◆ **Supplied information**:

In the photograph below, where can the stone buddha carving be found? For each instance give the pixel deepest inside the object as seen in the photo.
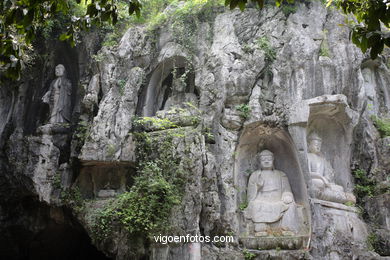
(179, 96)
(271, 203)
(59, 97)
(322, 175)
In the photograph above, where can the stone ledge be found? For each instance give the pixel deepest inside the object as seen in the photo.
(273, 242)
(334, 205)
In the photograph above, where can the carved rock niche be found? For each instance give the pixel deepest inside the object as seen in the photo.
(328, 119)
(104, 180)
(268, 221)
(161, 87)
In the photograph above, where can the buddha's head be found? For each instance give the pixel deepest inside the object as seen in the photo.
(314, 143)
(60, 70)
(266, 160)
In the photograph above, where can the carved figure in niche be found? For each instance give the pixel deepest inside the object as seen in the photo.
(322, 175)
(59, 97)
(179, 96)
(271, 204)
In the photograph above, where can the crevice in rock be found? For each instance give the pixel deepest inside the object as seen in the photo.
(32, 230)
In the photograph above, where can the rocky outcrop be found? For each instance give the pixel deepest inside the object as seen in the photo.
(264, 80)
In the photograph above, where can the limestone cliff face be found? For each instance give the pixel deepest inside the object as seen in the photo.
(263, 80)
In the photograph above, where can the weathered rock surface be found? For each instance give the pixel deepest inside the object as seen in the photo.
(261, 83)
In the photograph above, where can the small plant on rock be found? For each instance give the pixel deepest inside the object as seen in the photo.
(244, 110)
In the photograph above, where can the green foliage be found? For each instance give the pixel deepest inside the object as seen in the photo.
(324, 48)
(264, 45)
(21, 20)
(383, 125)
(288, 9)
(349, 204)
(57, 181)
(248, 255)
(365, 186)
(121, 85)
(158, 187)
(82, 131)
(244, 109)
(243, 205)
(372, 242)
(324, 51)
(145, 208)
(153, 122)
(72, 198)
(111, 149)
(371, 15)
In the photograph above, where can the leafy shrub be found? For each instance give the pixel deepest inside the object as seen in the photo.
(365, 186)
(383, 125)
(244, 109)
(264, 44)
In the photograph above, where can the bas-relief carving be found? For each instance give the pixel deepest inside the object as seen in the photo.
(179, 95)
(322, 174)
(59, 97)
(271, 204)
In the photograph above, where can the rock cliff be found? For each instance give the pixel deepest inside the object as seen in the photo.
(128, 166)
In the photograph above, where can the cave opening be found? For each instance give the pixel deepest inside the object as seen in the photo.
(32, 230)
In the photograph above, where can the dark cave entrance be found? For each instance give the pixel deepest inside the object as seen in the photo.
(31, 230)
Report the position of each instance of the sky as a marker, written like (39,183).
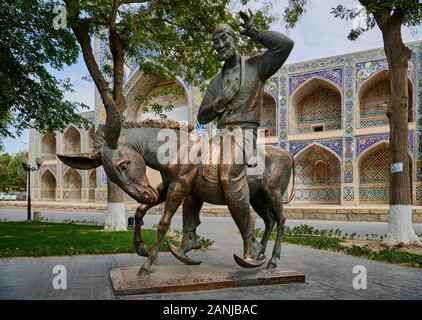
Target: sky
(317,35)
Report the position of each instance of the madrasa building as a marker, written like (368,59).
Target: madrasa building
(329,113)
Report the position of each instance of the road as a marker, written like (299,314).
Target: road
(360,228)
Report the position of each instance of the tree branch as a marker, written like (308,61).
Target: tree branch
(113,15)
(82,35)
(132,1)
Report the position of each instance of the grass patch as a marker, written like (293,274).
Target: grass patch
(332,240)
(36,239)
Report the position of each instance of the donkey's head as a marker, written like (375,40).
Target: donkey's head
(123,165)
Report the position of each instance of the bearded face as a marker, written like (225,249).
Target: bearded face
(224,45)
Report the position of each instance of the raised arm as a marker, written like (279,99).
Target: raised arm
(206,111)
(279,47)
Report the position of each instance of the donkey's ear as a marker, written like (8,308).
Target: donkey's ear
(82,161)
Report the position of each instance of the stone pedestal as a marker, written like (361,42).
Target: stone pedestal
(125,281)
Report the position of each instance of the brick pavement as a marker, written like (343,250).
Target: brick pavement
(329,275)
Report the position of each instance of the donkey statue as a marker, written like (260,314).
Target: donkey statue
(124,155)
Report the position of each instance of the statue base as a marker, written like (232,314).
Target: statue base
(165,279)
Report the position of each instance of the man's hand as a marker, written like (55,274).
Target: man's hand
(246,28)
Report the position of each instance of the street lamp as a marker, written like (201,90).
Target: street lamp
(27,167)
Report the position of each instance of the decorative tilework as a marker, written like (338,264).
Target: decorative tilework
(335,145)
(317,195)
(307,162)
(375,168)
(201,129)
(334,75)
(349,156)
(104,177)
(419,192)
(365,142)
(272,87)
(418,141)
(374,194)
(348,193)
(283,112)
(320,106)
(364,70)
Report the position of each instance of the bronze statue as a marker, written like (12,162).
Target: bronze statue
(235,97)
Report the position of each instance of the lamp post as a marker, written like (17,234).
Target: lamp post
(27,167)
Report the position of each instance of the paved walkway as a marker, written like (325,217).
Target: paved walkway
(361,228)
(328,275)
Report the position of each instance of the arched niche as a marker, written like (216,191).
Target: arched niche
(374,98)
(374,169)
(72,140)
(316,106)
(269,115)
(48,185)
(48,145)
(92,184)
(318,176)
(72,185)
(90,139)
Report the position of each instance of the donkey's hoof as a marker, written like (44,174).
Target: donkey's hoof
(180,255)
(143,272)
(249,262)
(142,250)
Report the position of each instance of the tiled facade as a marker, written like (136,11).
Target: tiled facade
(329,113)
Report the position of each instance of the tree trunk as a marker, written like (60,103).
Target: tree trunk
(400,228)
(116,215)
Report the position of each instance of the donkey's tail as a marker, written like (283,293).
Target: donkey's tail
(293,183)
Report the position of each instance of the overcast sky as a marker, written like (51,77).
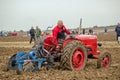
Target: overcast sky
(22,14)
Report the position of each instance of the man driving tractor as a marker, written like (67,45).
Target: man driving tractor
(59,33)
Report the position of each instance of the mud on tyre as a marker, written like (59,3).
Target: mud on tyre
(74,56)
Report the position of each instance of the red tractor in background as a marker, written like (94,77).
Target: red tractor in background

◆ **Set problem**: Your task is to retype all the entries exactly and leave out any pictures.

◆ **Full solution**:
In the photograph below, where can the stone buddha carving be found? For each instance give the pixel deepest inside the object as seen in the photo.
(179, 96)
(271, 203)
(59, 97)
(322, 175)
In the photograph above, where can the stone ledge be found? For each instance give the pixel deepest inside the object as seen in the photo.
(273, 242)
(334, 205)
In the photograph above, where can the carved rock niche be found? For each instance give the pixel deepest inside the object as seen in the photo.
(328, 119)
(104, 180)
(268, 221)
(161, 87)
In the photograph above, where can the buddha's head be found? For each instance give the pixel deepest inside the object as seen in the photo.
(314, 143)
(60, 70)
(266, 160)
In the photograph above, where can the carved figure in niche be found? For each instance give the pixel deepest inside the object as seen in the photo.
(322, 175)
(59, 97)
(179, 96)
(271, 204)
In the photograph above, where can the crevice in rock be found? For each instance give the pixel deepest inside the object as seen in the photo.
(32, 230)
In the photograph above, where can the rocky outcrop be found? For each instance give the pixel deepest inside the object as seen in the photo.
(264, 80)
In the photograph above, where can the limestone cliff face be found? For each instance give the pixel deepest inside the object as seen in the photo.
(263, 80)
In the photograph above, where can the weathered rock surface be found? For each instance give the pixel deepest inside the object as seen in the photo.
(261, 83)
In the photograph above, where can the small plant on rock be found? For each instance give the pixel deepest inside the object as seen in the photo.
(244, 110)
In the photograph above, where can the green foliage be found? For each instance give the pixel deepest inside the object as seen in the photo.
(324, 48)
(264, 45)
(21, 20)
(383, 125)
(288, 9)
(349, 204)
(57, 181)
(248, 255)
(365, 186)
(121, 85)
(158, 187)
(82, 131)
(244, 109)
(243, 205)
(372, 242)
(324, 51)
(145, 208)
(153, 122)
(72, 198)
(111, 149)
(371, 15)
In the photograph above, where can the leafy shrub be found? For each instance give the pixel deepest inside the object as seen in the photo.
(365, 186)
(383, 125)
(244, 109)
(264, 44)
In the photograph above, where can the bas-relief carving be found? For each instance give the pixel deepest inside the object as seen in the photo.
(179, 95)
(322, 174)
(59, 97)
(271, 204)
In the photograph above, where can the rock cliff be found? For each instance give the pixel deepest inside the object as seen in the photo.
(128, 166)
In the photograph above, where can the cave opening be found? For each instance give the pixel deepest inside the object as seen in the photo.
(32, 230)
In the photograph above, where can the dark cave entrance be found? For each instance give the pixel deepest inside the object as seen in the photo.
(31, 230)
Report the position of each instance of the sky as a marker, written like (39,183).
Target: sky
(317,35)
Report the position of each instance of the madrasa building as a marker, written like (368,59).
Target: madrasa building
(329,113)
Report the position of each instance of the road as a marker, written like (299,314).
Target: road
(360,228)
Report the position of each instance of the tree branch as a marker, written like (308,61).
Target: tree branch
(113,15)
(82,35)
(132,1)
Report the position of each instance of the grass patch as a marker, written like (293,274).
Target: grass patch
(332,240)
(36,239)
Report the position of each instance of the donkey's head as a marker, written like (375,40).
Target: donkey's head
(123,165)
Report the position of each instance of the bearded face as a marker, written like (225,249).
Target: bearded face
(224,45)
Report the position of each instance of the raised arm as a marker, written like (279,99).
Target: raised arm
(206,111)
(279,47)
Report the position of each instance of the donkey's ear as a marker, written like (8,308).
Target: donkey's ear
(82,161)
Report the position of each instance of the stone pedestal as a marker, written like (361,42).
Target: stone pedestal
(125,281)
Report the position of each instance of the brick pavement as a marker, written like (343,250).
Target: brick pavement
(329,275)
Report the position of each instance of the donkey statue as a marker, written like (260,314).
Target: donkey statue
(124,155)
Report the position of each instance of the statue base as a marker, written like (232,314).
Target: statue base
(165,279)
Report the position of each instance of the man's hand as a marker, written like (55,274).
Target: man's hand
(246,28)
Report the position of each instance of the street lamp as a marker, written like (201,90).
Target: street lamp
(27,167)
Report the position of each instance of the decorative tilework as a marker, written like (338,264).
Target: decorative tilework
(335,145)
(317,195)
(307,162)
(375,168)
(201,129)
(334,75)
(349,156)
(104,177)
(419,192)
(365,142)
(272,87)
(418,141)
(374,194)
(348,193)
(283,112)
(320,106)
(364,70)
Report the position of each instance of the bronze statue as a marker, written like (12,162).
Target: bronze statue
(235,97)
Report the position of each instance of the lamp post as a marker, written like (17,234).
Target: lamp post
(27,167)
Report the position of each instance of the paved walkway as a marker, written like (325,217).
Target: paved walkway
(361,228)
(328,275)
Report the position of each instance of the arched niche as a marker, written like (216,191).
Target: arched niche
(374,98)
(374,169)
(72,140)
(316,106)
(269,115)
(48,185)
(48,145)
(92,184)
(318,176)
(72,185)
(90,139)
Report the position of each instance of the donkey's hoof as a marker, written like (44,174).
Target: donkey's hoof
(180,255)
(143,272)
(249,262)
(142,250)
Report the position of each instance of the tiled facade as a marker, written like (136,11).
Target: tiled facade
(329,113)
Report the position of each instance of the tree trunk as a marker, written like (60,103).
Target: tree trunk
(400,228)
(116,215)
Report the position of each instance of the donkey's tail as a marker, written like (283,293).
Target: donkey's tail
(293,183)
Report the position of each instance of the overcast sky as a marker, written like (51,77).
Target: overcast sky
(22,14)
Report the position of each instance of the man driving tractor as a marker, written like (67,45).
Target: man driving tractor
(59,33)
Report the position of each instance of the mud on tyre as a marker, written like (59,3).
Target: mud on tyre
(74,56)
Report the position of each instance of the red tractor in background as a marker, written like (94,77).
Target: red tractor in background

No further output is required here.